- _AIM_
Swap every "tree trunk" in the lines below for "tree bole" and leave everything else unchanged.

- _INPUT FOR THIS TASK_
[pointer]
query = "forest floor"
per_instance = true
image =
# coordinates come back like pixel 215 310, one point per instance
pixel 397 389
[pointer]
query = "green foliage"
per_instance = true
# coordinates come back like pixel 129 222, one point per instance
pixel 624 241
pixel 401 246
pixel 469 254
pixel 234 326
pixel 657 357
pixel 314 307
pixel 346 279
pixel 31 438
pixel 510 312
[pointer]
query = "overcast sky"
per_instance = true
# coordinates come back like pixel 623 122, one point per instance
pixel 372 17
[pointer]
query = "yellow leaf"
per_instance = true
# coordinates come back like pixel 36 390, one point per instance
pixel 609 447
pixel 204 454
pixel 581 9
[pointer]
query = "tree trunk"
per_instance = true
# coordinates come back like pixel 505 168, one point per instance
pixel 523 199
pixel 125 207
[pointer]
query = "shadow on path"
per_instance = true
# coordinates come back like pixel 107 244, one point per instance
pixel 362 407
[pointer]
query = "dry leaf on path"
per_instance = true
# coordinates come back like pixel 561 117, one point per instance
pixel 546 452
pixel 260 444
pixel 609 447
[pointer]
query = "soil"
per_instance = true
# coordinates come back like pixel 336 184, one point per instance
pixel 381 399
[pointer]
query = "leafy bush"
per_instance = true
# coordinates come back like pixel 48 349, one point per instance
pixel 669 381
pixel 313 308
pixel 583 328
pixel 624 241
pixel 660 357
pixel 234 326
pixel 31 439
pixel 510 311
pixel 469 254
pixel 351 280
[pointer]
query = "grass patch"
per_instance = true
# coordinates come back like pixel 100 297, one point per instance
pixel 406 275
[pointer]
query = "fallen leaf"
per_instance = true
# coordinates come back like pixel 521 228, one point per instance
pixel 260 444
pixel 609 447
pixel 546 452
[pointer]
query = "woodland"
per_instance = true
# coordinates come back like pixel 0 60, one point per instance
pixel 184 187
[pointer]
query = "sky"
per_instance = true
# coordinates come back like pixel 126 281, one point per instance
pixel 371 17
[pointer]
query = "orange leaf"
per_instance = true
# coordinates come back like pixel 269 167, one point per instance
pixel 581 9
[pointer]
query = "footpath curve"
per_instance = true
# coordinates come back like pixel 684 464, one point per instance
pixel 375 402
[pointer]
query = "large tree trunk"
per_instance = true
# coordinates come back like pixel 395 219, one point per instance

- _SOLUTION BELOW_
[pointer]
query = "forest floor"
per_instance = true
image =
# coordinates come back like pixel 215 310, one point per instance
pixel 397 389
[pointer]
query = "green foliage"
per_instance = true
# coordinates come back like pixel 129 222, one point per instance
pixel 624 241
pixel 401 246
pixel 469 254
pixel 234 326
pixel 657 357
pixel 314 307
pixel 346 279
pixel 31 438
pixel 510 312
[pointer]
query = "overcast sky"
per_instance = true
# coordinates come back like pixel 623 122, one point per instance
pixel 372 17
[pointer]
query = "yellow leaf"
per_instance = true
# coordinates come back like pixel 36 390, one point per instance
pixel 609 447
pixel 204 454
pixel 581 9
[pointer]
query = "tree bole"
per_instance = true
# coordinates come back like pixel 505 168, one point per instance
pixel 523 199
pixel 125 207
[pointer]
query = "shadow on path"
per_instance = true
# coordinates come back like pixel 107 244, one point per instance
pixel 362 407
[pointer]
query = "dry leaf on path"
per_instance = true
# coordinates come back like pixel 561 117, one point per instance
pixel 546 452
pixel 260 444
pixel 609 447
[pointer]
query = "soil"
per_instance = true
# coordinates come back like pixel 336 184, one point per instance
pixel 381 399
[pointer]
query = "leafy bush"
per_instance = true
# coordinates come back like pixel 48 349, one point per instance
pixel 669 381
pixel 313 308
pixel 583 328
pixel 624 241
pixel 660 357
pixel 234 326
pixel 31 439
pixel 510 311
pixel 469 254
pixel 351 280
[pointer]
query = "grass patch"
per_instance = true
# coordinates come back like pixel 100 297, one point per instance
pixel 406 275
[pointer]
query = "fallen leaf"
per_instance = true
# coordinates come back like pixel 521 228, one point per instance
pixel 260 444
pixel 609 447
pixel 546 452
[pointer]
query = "woodland"
per_instance = true
# coordinates come back like pixel 0 60, one point per instance
pixel 184 187
[pointer]
query = "sky"
per_instance = true
# coordinates come back like pixel 126 281, one point per instance
pixel 371 17
[pointer]
query = "orange leaf"
per_instance = true
# coordinates come back like pixel 269 167, one point per instance
pixel 581 9
[pointer]
query = "footpath curve"
per_instance = true
# coordinates come back like pixel 684 464, one point per instance
pixel 375 402
[pointer]
query = "large tree bole"
per_instance = true
# coordinates come back like pixel 395 219, one point per instance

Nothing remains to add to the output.